Beyond these courses and the concentration meetings (see below), students specializing in the family violence concentration may select externships or internships that offer further specialization in one or more of these areas (e.g., at domestic violence service agencies, hospital settings with programs for sexual offenders, etc.), that offer closely related work (foster care agencies, group homes, substance abuse settings, etc.) or that offer more general training (e.g., adolescent inpatient units, child outpatient clinics, adult day treatment settings, college counseling centers). Even these latter more general settings will inevitably offer exposure to family violence as well as to issues related to working in the field of family violence (e.g., working in a multi-disciplinary setting; conducting family or group sessions, etc).
In addition to the two elective courses, the monthly concentration meeting gives students an opportunity to discuss current clinical, research, systemic, or political issues in the field; to hear presentations from guest speakers working in the field; and to discuss dissertation projects related to the concentration area.
While many students have conducted studies on direct issues of family violence (e.g., evaluating a treatment program for batterers), many others have conducted research on broadly related topics (e.g., sibling relationships, disruptive behavior disorders in children, impact of trauma). Examples of recent dissertations in the concentration follow:
The coursework and clinical training in family violence prepares students to be qualified for work within settings that deal specifically with family violence, as well as more general settings. There are a variety of possible career directions for family violence students (some may require additional training and experience), such as working as a psychologist in a hospital, clinic, agency, or private practice setting with adults, adolescents, children, families, and couples, as the concentration enhances students' general training in the assessment and treatment of these populations; working in a setting that focuses on treating perpetrators or victims of, or witnesses to, family violence, such as a specialized inpatient or outpatient program, or a domestic violence agency or shelter; working as a consultant, program evaluator, evaluator for the court; or working in a variety of additional areas including, but not limited to, prevention, research, teaching/academia/supervision, program development , serving as reviewer or editor for a family violence journals, writing specialty books, or grant writing. The field offers virtually limitless possibilities, based on students' skills and interests.

# # # #

▶ _Exercise objective_
According to the passage on the family violence concentration, how often does the concentration meeting take place? The lines that come next are a separate set of material unrelated to the passage on the family violence concentration.

Referring expression data
# # # #

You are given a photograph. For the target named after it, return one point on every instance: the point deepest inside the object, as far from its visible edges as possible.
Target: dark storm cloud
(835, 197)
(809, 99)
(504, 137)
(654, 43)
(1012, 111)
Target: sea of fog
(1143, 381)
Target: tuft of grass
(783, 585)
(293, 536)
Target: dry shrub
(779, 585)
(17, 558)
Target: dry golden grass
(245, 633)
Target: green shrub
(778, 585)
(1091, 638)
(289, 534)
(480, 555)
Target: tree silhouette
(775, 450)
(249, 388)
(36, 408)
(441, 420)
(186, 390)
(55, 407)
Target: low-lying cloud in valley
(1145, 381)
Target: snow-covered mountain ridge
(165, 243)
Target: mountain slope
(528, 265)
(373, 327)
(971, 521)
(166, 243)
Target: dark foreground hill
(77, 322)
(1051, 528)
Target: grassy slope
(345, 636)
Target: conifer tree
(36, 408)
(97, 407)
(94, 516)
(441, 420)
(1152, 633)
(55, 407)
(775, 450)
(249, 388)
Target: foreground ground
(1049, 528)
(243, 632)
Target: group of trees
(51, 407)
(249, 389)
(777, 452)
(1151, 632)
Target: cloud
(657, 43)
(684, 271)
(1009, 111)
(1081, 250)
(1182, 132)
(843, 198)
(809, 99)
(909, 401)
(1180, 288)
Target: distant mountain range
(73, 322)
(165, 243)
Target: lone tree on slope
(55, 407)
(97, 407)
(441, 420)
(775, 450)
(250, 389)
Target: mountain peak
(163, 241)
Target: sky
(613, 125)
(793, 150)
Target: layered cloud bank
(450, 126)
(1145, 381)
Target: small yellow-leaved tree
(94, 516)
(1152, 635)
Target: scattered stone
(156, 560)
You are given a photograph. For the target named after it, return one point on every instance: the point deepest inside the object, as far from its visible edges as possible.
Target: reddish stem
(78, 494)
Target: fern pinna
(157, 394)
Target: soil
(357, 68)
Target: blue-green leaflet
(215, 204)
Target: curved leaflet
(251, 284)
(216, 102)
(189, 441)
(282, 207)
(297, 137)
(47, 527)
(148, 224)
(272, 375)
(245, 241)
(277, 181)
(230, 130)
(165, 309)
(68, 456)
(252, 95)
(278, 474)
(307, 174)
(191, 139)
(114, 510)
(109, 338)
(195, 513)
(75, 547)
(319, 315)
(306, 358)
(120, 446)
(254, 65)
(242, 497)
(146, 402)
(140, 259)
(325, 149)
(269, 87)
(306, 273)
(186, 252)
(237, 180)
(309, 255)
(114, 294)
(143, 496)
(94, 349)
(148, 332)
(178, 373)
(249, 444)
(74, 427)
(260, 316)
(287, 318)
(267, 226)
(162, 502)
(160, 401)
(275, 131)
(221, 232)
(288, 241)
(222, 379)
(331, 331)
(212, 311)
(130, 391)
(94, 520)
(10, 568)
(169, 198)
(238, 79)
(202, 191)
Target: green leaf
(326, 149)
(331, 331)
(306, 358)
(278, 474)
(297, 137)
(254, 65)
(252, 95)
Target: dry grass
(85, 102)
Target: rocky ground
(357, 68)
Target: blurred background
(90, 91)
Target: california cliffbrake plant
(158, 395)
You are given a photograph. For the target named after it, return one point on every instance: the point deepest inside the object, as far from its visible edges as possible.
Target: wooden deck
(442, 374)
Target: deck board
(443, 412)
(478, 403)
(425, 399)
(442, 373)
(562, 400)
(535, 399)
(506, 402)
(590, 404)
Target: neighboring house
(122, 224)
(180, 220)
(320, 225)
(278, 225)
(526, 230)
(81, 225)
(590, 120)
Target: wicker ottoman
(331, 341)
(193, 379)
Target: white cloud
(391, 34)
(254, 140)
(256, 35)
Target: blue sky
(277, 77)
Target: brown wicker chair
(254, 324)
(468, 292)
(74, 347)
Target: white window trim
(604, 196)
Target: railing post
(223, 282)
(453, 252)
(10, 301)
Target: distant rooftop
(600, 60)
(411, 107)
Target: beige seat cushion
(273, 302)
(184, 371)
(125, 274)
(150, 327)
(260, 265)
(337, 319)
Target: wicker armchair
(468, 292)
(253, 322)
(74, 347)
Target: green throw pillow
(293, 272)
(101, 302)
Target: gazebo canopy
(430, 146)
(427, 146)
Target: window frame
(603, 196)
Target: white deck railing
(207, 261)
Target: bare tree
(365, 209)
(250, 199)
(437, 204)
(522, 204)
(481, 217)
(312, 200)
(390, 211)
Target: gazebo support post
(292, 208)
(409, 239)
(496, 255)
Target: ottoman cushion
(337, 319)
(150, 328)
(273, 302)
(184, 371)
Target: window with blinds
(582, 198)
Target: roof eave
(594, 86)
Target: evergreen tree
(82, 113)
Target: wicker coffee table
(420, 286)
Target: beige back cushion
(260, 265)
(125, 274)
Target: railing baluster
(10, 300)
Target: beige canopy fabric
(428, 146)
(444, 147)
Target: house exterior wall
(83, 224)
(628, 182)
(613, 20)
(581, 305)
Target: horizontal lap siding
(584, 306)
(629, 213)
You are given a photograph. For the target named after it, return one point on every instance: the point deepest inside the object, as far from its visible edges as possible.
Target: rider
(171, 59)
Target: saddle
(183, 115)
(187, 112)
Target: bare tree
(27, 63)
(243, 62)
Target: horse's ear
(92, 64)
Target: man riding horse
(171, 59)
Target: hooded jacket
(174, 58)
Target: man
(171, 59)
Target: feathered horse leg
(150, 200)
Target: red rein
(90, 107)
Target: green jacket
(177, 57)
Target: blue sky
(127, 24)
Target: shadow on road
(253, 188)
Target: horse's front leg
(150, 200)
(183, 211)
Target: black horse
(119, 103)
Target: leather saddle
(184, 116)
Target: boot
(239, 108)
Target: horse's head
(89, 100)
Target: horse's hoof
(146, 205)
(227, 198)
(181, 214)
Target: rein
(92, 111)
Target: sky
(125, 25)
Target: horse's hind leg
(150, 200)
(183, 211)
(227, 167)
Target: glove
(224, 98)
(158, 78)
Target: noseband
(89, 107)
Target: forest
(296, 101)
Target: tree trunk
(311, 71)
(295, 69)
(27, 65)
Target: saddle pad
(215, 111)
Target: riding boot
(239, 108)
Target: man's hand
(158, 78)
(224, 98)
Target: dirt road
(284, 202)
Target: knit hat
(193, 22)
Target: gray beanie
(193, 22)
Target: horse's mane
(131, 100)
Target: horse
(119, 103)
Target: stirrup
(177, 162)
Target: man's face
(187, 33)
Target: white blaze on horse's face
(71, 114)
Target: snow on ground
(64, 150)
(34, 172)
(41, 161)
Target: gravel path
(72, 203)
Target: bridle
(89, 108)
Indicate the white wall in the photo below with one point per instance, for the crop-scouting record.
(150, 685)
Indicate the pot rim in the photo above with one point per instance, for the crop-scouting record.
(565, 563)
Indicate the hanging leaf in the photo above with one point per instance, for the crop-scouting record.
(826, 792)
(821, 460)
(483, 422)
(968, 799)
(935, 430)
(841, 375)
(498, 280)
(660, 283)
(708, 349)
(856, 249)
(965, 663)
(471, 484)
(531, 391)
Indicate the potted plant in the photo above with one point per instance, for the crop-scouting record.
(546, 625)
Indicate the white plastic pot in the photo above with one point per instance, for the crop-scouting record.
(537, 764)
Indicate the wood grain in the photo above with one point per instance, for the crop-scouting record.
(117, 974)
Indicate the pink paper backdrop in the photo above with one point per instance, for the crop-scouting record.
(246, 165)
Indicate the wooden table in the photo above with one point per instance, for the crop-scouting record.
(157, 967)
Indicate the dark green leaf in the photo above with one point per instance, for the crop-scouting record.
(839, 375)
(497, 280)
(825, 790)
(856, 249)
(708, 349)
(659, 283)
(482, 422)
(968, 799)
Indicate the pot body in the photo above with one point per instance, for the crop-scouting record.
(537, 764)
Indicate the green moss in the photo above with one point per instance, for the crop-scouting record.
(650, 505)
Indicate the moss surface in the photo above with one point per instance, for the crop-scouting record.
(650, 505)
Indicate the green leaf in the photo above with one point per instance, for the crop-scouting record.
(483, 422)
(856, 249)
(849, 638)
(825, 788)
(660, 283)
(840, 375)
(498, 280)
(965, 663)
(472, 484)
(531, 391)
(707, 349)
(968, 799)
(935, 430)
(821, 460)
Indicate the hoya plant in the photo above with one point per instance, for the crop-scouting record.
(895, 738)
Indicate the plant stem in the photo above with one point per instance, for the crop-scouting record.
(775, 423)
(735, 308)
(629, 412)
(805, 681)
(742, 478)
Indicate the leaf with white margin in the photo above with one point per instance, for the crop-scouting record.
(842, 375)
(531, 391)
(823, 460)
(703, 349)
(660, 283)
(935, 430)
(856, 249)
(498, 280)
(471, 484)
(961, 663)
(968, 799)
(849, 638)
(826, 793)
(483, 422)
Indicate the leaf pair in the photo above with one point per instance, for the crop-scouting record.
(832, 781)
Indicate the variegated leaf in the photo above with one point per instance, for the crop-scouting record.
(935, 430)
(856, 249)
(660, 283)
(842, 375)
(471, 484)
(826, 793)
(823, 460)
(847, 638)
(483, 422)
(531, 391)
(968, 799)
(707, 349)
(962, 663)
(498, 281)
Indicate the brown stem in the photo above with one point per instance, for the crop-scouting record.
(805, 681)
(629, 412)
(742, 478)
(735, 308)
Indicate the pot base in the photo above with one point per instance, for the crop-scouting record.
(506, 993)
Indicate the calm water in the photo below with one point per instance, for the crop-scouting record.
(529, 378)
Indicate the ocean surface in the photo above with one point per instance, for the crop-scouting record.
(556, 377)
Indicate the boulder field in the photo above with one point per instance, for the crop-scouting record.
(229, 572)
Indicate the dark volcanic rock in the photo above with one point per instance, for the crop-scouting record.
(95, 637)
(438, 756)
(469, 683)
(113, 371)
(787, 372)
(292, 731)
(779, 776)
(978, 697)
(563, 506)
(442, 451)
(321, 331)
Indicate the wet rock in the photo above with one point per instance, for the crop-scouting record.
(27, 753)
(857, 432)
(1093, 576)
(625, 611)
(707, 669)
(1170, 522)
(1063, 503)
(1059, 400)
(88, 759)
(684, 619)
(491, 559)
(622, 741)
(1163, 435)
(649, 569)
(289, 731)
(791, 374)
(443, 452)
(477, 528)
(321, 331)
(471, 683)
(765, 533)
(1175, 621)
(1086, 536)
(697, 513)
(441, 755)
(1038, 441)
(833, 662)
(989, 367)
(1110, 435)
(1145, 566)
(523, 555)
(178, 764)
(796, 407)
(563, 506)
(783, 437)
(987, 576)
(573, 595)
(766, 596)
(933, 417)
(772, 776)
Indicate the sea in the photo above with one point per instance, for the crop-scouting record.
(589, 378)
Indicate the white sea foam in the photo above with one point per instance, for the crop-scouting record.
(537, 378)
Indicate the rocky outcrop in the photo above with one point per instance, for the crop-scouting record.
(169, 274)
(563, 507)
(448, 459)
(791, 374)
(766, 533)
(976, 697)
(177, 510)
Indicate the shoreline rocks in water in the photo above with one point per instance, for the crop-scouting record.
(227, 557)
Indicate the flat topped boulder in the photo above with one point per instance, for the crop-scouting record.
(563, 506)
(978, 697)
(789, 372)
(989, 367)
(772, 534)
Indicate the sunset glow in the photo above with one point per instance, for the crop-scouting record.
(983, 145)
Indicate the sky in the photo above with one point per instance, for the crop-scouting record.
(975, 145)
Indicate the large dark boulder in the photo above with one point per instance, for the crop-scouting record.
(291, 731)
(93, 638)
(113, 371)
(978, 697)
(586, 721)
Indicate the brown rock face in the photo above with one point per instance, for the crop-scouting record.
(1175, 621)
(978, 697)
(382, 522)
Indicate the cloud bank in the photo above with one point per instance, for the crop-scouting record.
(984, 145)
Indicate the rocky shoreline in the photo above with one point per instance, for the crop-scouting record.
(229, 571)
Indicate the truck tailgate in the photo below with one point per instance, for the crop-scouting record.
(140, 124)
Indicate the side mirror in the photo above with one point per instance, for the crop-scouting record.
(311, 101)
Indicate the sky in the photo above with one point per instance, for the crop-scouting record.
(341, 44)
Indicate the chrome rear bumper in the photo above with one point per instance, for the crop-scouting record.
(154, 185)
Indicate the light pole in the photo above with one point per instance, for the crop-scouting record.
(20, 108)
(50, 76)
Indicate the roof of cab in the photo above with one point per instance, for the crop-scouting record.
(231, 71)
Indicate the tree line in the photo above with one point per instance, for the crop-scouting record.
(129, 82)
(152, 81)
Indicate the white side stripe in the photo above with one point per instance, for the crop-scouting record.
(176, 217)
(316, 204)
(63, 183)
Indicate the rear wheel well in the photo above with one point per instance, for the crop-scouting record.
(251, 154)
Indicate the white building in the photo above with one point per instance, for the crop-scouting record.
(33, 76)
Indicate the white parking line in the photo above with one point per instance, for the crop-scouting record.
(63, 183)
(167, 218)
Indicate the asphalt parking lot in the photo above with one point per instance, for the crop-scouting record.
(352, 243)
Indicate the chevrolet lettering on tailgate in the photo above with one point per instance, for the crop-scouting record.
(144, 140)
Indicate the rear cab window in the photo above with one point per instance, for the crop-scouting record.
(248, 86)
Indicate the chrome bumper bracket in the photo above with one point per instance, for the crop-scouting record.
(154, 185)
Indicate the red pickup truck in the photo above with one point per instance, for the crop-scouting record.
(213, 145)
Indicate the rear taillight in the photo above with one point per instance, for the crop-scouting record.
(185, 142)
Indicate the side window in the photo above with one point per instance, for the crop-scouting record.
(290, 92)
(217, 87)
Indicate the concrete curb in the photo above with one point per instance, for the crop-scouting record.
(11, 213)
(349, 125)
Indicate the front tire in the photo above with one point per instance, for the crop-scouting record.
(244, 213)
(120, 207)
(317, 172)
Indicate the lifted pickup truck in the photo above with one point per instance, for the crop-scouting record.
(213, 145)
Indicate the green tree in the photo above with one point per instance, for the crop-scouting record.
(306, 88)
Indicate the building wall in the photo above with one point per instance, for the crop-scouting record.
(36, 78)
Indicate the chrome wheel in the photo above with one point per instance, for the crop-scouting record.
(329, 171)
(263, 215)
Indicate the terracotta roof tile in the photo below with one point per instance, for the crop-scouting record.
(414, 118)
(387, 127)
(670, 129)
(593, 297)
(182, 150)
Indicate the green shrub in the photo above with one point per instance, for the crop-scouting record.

# # # #

▶ _Response area_
Monthly.